Aim of the task - Write out, without any change, the lines in the material below that run from the line with "box: [565, 226, 616, 290]" through the line with "354L218 356L221 376L224", both included.

Data for the task -
== == ==

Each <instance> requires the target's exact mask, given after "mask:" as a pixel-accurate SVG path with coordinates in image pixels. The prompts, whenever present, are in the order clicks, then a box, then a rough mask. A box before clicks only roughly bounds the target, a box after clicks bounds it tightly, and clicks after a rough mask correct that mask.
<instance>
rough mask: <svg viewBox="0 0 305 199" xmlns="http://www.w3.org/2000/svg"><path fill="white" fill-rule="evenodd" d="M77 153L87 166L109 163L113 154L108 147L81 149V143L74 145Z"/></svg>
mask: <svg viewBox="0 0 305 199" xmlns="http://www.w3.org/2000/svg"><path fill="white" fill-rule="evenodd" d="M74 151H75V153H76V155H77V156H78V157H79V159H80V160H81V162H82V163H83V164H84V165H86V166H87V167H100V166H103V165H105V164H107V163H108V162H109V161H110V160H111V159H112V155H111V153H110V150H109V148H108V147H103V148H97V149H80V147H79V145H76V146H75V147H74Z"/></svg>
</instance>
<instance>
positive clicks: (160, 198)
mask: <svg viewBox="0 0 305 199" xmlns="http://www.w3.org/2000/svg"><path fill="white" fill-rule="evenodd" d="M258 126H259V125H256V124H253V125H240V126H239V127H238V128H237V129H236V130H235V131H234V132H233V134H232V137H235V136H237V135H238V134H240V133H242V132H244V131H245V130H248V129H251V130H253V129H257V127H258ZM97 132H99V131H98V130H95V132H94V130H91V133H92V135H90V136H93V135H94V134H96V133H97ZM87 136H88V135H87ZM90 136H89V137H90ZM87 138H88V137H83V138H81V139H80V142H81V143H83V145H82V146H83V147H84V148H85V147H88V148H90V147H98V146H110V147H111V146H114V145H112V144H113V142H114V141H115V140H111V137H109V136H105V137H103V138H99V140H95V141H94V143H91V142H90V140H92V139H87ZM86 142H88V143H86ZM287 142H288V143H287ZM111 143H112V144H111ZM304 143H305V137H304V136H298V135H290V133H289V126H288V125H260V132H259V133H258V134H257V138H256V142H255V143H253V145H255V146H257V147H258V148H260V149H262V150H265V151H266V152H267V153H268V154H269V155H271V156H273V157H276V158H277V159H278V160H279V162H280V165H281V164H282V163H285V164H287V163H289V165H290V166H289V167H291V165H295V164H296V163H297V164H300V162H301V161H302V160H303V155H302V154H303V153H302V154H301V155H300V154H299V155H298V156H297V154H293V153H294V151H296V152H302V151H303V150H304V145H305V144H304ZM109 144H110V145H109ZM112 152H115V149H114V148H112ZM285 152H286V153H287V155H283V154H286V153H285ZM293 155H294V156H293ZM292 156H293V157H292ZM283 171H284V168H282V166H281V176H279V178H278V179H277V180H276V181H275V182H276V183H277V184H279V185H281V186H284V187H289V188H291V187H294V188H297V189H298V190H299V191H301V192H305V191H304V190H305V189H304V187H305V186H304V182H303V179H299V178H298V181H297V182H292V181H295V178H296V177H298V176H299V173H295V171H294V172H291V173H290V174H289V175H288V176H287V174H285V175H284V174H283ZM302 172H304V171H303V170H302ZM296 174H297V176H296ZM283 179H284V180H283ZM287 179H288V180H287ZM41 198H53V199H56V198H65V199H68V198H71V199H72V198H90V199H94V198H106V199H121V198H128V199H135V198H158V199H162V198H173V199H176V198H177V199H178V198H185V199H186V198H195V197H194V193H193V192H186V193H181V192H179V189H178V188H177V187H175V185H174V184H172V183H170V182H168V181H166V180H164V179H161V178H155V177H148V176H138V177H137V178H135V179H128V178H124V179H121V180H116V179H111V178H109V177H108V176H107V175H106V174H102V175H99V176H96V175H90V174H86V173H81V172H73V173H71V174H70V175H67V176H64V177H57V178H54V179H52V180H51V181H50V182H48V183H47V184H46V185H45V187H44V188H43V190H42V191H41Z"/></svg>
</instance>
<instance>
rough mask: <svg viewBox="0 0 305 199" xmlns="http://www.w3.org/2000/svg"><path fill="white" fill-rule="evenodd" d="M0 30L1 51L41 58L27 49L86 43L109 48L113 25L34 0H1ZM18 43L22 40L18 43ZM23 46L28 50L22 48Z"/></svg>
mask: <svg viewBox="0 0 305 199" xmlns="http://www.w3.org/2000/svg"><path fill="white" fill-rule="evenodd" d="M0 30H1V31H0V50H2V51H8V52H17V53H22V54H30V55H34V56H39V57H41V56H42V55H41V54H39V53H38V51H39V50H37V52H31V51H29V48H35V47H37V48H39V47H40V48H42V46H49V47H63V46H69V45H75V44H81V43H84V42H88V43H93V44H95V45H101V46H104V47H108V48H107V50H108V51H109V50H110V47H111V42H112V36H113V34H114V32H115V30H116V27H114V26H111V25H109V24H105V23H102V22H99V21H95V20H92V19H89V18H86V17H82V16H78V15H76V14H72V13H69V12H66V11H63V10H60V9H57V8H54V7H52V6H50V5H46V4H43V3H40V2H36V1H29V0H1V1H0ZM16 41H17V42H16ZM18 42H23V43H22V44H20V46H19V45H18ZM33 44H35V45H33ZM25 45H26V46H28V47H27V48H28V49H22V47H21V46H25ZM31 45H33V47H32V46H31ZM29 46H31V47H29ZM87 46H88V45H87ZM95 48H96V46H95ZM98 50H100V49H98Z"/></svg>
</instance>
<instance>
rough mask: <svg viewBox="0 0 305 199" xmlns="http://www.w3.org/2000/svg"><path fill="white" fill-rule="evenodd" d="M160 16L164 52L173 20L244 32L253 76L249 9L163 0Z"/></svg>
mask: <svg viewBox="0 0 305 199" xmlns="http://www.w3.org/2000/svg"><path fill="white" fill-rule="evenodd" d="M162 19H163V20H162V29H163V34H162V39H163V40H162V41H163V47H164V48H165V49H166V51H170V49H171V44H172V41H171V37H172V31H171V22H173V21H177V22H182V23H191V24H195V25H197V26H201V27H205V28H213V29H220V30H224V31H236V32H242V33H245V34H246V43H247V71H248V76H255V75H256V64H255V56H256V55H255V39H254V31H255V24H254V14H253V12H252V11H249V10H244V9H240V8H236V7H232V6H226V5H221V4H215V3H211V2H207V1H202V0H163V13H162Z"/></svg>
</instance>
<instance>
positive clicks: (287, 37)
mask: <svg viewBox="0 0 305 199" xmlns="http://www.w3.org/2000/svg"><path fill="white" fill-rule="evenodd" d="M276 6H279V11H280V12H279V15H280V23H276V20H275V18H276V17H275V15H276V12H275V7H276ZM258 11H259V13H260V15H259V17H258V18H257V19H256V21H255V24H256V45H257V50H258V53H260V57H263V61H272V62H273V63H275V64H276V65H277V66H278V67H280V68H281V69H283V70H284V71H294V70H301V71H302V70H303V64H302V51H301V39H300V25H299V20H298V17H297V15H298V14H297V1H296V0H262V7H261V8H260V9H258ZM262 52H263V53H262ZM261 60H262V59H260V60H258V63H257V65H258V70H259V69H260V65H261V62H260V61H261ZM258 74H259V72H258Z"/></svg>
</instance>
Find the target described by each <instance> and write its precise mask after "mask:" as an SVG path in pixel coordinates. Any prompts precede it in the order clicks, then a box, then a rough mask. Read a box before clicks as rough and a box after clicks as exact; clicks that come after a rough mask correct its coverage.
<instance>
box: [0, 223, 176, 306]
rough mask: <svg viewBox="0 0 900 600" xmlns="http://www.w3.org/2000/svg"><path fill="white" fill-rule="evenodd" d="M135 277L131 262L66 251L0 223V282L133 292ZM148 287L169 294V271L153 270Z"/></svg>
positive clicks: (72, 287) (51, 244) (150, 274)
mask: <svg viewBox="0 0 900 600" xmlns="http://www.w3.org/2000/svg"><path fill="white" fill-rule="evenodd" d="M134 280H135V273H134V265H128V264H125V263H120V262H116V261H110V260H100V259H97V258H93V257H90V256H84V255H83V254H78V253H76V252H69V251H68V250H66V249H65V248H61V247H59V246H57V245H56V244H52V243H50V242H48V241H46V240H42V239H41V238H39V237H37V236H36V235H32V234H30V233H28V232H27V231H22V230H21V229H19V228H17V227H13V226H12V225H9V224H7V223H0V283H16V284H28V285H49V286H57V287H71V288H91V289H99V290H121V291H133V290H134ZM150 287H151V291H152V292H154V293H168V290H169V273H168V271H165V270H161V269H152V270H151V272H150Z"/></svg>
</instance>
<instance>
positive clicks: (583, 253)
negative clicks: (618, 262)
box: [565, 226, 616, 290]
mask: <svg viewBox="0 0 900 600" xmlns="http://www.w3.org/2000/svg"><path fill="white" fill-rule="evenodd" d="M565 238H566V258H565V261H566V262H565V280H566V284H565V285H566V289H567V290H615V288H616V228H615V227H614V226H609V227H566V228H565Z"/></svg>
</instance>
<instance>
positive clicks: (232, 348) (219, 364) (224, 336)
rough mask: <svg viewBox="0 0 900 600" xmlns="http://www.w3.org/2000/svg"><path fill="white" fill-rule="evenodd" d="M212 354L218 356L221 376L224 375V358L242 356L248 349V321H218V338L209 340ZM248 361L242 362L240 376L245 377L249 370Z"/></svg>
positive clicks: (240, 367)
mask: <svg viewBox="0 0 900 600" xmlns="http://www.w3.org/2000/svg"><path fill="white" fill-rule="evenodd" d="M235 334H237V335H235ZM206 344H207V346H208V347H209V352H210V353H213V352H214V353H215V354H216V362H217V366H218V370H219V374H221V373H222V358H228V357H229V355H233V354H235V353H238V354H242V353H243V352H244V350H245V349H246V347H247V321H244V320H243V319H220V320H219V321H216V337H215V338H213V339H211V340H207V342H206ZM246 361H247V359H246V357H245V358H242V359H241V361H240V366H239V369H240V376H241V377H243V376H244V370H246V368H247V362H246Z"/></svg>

== == ==

Result of this task -
box: [565, 226, 616, 290]
mask: <svg viewBox="0 0 900 600" xmlns="http://www.w3.org/2000/svg"><path fill="white" fill-rule="evenodd" d="M565 238H566V258H565V261H566V262H565V280H566V284H565V285H566V289H567V290H615V288H616V228H615V227H614V226H609V227H566V228H565Z"/></svg>
</instance>
<instance>
positive clicks: (232, 348) (219, 364) (224, 336)
rough mask: <svg viewBox="0 0 900 600" xmlns="http://www.w3.org/2000/svg"><path fill="white" fill-rule="evenodd" d="M212 354L218 356L221 376L224 375V358L242 356L248 349V321H218V338L209 340ZM248 361L242 362L240 376L245 377L249 370Z"/></svg>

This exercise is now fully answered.